- Prompt: Repeat every entry word for word, but leave the images out of your copy.

- Listed records:
....
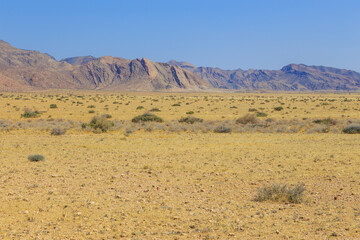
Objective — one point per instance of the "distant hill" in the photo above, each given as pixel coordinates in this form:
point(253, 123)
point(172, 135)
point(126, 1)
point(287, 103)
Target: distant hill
point(23, 70)
point(32, 70)
point(293, 77)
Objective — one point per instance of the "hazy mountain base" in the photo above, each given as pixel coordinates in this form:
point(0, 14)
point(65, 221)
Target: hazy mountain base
point(23, 70)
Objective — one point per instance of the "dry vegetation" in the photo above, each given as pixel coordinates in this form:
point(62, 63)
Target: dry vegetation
point(190, 166)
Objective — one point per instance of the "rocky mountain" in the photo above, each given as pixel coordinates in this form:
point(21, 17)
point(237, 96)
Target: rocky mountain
point(32, 70)
point(293, 77)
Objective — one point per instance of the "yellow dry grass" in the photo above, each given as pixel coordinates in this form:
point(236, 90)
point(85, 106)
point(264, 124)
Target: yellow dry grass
point(163, 185)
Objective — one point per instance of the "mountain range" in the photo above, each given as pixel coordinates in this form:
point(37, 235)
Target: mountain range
point(25, 70)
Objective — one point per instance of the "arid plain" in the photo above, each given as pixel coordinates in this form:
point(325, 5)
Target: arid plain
point(178, 180)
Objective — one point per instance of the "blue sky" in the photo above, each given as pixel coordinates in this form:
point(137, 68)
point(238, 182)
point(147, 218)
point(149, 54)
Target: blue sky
point(229, 34)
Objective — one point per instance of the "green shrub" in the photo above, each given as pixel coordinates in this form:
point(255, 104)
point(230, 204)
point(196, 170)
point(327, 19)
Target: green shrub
point(222, 129)
point(30, 114)
point(36, 158)
point(106, 115)
point(247, 118)
point(352, 129)
point(190, 120)
point(147, 117)
point(261, 114)
point(326, 121)
point(281, 193)
point(100, 124)
point(58, 131)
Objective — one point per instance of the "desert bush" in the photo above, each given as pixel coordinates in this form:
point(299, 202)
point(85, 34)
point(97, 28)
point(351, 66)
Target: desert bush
point(147, 117)
point(100, 124)
point(28, 113)
point(352, 129)
point(222, 129)
point(58, 131)
point(36, 158)
point(190, 120)
point(106, 115)
point(247, 118)
point(326, 121)
point(281, 193)
point(261, 114)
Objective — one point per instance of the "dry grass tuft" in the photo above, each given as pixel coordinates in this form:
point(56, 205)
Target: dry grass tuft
point(281, 193)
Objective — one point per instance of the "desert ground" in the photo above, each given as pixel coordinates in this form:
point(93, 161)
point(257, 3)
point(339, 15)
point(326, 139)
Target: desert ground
point(171, 180)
....
- Output for this exercise:
Objective — one point per instance of the "distant hill" in the photo above, each given as pixel coordinates in this form:
point(253, 123)
point(172, 135)
point(126, 1)
point(287, 103)
Target: distant hill
point(23, 70)
point(32, 70)
point(293, 77)
Objective — one point per instance of the "hazy mountain base" in the photo above, each given as pixel coordinates in this form:
point(0, 14)
point(65, 221)
Target: hazy mountain base
point(23, 70)
Objective — one point per instance of the "dry vegetation" in the photo above, each given as pixel coordinates in this form:
point(62, 63)
Target: dry vegetation
point(190, 166)
Objective — one point per instance of the "rocky mountain" in the photo above, each given as pixel coordinates in this form:
point(21, 17)
point(237, 96)
Target: rocky mountain
point(32, 70)
point(293, 77)
Objective — one point per instance of the "yellow dry grass" in the photo above, each given as pixel coordinates in this form:
point(236, 90)
point(85, 106)
point(264, 124)
Target: yellow dry grass
point(163, 185)
Objective — one point per instance of the "mountain range" in the photo above, each given as pixel coordinates in this form:
point(37, 235)
Target: mountain range
point(25, 70)
Objective — one point per instance of the "arid plain" in the photo above, each given as pixel coordinates in this form:
point(325, 5)
Target: arid plain
point(178, 180)
Objective — one point per instance of the "blue sky" in the photo above, each given as pixel coordinates in this form:
point(137, 68)
point(238, 182)
point(147, 218)
point(149, 54)
Target: blue sky
point(229, 34)
Objective — one point per instance of the "green shrub" in the photo above, each given as pixel coordinates in this form:
point(255, 104)
point(230, 204)
point(196, 170)
point(327, 19)
Target: green shrub
point(222, 129)
point(30, 114)
point(36, 158)
point(106, 115)
point(247, 118)
point(352, 129)
point(190, 120)
point(147, 117)
point(261, 114)
point(326, 121)
point(281, 193)
point(100, 124)
point(58, 131)
Objective — one point per instance of the "desert bush" in the photo above, each given as pixel coordinates in this form:
point(299, 202)
point(85, 34)
point(97, 28)
point(351, 66)
Target: desert bush
point(147, 117)
point(100, 124)
point(28, 113)
point(352, 129)
point(222, 129)
point(58, 131)
point(36, 158)
point(190, 120)
point(106, 115)
point(247, 118)
point(326, 121)
point(281, 193)
point(261, 114)
Objective — one point per instance of the "dry grass tuft" in the photo above, each given as pixel coordinates in this form:
point(56, 205)
Target: dry grass tuft
point(281, 193)
Objective — one point per instance of the "desert ground" in the photo above, each given as pixel coordinates in this form:
point(93, 161)
point(257, 3)
point(339, 15)
point(326, 139)
Target: desert ground
point(171, 180)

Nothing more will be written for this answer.